What to do:
In the listing below, reproduce word for word the stretch from the line containing "of the blurred" through the line containing "Target: blurred background soil", including both of those lines.

[Object point labels]
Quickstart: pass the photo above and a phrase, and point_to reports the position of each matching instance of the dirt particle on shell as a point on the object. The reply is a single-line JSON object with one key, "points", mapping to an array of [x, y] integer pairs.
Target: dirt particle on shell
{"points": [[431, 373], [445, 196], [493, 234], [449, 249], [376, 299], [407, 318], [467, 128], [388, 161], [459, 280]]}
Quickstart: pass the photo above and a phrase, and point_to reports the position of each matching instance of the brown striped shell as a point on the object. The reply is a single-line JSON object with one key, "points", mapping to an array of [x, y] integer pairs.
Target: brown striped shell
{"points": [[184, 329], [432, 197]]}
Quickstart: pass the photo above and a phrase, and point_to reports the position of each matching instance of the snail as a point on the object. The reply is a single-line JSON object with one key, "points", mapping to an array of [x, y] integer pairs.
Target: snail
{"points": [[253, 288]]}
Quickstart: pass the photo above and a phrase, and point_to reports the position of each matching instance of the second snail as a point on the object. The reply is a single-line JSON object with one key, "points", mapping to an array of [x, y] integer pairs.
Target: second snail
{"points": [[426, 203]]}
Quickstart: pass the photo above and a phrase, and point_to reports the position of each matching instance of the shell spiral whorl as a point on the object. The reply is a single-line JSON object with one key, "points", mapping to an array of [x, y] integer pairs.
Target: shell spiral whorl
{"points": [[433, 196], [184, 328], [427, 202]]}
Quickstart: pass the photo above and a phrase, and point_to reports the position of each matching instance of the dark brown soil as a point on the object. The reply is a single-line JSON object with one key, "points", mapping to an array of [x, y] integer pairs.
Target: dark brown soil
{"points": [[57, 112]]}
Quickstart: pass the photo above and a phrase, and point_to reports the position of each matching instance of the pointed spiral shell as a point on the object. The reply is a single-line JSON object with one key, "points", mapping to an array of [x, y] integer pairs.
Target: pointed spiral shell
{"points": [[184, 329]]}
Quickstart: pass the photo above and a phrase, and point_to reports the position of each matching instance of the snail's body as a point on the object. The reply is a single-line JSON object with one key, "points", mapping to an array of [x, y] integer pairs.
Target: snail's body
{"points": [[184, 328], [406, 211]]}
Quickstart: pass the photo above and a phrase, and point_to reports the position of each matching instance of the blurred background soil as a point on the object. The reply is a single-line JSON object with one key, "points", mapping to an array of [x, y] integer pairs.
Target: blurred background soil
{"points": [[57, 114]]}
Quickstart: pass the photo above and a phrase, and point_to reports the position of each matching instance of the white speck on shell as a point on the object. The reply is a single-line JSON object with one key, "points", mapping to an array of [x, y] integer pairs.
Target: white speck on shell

Answer for this exercise:
Quickstart: pass the photo above and a phrase, and point_to reports the position of each matching instance of the blurred background soil as a point on the object. The reply is a single-line JSON object with one key, "points", mapping to an array of [x, y] integer pairs.
Target: blurred background soil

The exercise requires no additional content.